(Items from a data source)
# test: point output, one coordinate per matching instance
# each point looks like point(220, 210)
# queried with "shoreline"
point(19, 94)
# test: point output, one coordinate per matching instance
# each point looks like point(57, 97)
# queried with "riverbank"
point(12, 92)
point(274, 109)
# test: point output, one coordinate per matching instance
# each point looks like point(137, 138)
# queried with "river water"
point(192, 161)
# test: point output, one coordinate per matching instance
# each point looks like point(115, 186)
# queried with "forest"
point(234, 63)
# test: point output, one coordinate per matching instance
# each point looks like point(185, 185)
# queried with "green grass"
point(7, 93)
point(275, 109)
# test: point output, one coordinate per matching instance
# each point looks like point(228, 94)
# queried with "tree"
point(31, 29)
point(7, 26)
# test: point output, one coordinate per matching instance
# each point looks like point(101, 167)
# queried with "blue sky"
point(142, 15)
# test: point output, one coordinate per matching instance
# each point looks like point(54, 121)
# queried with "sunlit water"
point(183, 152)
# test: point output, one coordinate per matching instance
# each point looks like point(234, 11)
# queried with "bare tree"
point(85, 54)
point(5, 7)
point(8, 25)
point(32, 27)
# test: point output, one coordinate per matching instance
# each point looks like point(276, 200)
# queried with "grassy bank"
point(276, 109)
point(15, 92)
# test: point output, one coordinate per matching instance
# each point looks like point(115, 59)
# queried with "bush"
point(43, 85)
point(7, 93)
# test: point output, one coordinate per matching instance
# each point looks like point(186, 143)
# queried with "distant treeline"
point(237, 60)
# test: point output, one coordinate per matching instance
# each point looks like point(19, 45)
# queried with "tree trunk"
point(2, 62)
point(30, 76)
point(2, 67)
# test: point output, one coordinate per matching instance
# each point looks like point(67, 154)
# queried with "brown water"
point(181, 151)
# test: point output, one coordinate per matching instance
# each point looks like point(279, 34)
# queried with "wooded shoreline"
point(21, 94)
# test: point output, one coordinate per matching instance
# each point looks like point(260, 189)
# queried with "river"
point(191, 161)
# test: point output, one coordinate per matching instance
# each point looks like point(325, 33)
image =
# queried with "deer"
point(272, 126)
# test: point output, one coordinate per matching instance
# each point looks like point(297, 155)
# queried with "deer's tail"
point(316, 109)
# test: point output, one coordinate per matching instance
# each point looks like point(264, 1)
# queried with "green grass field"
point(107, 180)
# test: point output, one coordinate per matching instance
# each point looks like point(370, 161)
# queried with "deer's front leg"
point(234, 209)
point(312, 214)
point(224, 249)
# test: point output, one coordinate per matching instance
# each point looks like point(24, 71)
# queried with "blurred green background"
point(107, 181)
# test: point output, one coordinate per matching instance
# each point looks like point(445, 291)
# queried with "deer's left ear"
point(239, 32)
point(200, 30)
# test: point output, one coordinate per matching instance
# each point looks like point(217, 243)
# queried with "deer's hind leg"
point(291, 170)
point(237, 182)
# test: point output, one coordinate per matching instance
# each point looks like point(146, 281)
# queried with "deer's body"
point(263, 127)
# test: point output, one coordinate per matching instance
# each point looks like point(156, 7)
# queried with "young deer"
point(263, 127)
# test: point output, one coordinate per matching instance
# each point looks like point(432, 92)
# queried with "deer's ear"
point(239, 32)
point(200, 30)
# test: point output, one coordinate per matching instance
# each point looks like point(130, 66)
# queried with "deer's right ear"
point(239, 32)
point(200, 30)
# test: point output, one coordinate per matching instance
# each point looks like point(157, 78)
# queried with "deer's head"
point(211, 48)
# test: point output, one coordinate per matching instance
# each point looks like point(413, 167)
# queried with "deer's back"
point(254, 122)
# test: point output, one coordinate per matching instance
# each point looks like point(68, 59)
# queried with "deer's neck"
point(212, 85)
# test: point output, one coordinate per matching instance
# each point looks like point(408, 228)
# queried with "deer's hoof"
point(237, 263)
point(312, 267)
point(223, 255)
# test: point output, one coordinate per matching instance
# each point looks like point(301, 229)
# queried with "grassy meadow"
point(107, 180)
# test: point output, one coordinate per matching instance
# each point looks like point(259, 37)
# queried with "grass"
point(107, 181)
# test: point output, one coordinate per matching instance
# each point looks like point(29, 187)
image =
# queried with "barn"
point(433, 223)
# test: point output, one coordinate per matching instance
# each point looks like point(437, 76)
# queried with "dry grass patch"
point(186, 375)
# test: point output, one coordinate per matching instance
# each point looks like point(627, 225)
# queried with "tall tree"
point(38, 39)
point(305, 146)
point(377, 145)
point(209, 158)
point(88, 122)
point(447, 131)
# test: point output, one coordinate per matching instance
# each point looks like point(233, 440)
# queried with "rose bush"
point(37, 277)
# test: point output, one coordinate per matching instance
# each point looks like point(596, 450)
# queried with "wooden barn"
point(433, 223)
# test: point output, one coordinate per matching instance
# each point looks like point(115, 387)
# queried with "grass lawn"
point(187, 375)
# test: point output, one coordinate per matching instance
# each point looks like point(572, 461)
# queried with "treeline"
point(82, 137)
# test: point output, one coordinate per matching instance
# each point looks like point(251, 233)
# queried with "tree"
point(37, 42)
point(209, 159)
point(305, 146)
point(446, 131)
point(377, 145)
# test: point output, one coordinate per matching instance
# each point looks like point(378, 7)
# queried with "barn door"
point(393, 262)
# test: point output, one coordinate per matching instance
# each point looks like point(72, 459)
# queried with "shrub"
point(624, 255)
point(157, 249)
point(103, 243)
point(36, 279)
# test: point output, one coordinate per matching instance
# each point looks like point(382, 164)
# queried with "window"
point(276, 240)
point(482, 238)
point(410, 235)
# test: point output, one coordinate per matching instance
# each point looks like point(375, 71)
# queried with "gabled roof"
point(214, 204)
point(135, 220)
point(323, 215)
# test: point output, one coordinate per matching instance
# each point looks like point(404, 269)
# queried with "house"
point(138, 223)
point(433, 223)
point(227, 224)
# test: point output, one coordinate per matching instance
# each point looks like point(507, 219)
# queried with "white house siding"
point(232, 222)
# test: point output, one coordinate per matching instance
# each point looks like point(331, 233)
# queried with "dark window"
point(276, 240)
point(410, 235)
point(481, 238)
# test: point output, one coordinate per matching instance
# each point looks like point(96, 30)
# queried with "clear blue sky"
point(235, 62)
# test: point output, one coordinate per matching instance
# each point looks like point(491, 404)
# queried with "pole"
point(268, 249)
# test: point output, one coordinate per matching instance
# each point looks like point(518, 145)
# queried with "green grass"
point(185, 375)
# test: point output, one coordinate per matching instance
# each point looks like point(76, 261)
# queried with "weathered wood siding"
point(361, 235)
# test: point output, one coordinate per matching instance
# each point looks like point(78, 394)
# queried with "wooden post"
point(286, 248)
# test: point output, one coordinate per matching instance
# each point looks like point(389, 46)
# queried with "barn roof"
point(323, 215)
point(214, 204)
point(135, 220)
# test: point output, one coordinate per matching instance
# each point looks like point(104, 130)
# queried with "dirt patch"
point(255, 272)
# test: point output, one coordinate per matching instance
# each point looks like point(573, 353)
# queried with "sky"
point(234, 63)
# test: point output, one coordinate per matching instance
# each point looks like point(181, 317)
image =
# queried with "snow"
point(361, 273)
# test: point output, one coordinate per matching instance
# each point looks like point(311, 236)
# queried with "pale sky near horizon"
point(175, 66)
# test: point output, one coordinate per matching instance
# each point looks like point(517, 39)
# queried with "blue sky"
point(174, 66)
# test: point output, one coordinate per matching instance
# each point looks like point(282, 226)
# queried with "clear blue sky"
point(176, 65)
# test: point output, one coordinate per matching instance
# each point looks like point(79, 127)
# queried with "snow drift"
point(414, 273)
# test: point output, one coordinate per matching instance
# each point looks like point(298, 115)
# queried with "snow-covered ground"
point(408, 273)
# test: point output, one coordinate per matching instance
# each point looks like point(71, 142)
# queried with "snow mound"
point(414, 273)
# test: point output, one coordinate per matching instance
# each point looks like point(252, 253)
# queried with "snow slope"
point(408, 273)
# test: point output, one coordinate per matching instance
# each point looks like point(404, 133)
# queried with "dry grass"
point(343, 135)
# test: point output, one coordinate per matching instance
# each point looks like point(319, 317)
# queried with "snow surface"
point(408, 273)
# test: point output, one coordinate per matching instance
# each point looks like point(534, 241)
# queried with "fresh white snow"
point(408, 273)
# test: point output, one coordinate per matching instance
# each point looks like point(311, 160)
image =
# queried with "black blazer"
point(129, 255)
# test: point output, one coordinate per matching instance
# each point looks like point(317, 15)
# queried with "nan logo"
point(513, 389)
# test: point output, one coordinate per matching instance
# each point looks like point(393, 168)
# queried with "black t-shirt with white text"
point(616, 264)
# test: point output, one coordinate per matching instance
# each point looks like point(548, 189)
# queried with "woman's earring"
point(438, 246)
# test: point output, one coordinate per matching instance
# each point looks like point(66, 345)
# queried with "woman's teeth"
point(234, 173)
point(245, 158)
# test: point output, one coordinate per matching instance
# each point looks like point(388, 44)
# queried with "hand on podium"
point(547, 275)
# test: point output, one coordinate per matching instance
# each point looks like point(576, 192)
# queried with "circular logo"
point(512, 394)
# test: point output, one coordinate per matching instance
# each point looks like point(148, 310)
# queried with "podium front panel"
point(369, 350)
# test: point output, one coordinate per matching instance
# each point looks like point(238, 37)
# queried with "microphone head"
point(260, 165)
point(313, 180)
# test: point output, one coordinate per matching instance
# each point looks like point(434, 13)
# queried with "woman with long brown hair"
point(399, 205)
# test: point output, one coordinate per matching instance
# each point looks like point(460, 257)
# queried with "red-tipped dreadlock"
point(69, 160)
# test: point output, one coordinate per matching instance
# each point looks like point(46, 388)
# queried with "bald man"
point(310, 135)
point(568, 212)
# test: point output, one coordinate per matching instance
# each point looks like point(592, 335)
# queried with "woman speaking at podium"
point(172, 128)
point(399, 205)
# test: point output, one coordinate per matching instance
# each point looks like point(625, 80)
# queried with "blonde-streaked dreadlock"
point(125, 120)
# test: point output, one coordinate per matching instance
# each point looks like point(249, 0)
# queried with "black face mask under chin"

> What you need to do
Copy the lines from the start of the data verbatim, stopping after the line containing "# each point looks like point(185, 185)".

> Answer to the problem
# test: point output, one coordinate per matching instance
# each point looks like point(220, 210)
# queried with "shoreline"
point(19, 94)
# test: point output, one coordinate per matching instance
# each point looks like point(57, 97)
# queried with "riverbank"
point(12, 92)
point(274, 109)
# test: point output, one coordinate per matching instance
# each point looks like point(137, 138)
# queried with "river water"
point(192, 161)
# test: point output, one coordinate per matching instance
# each point looks like point(115, 186)
# queried with "forest"
point(234, 63)
# test: point output, one coordinate per matching instance
# each point looks like point(185, 185)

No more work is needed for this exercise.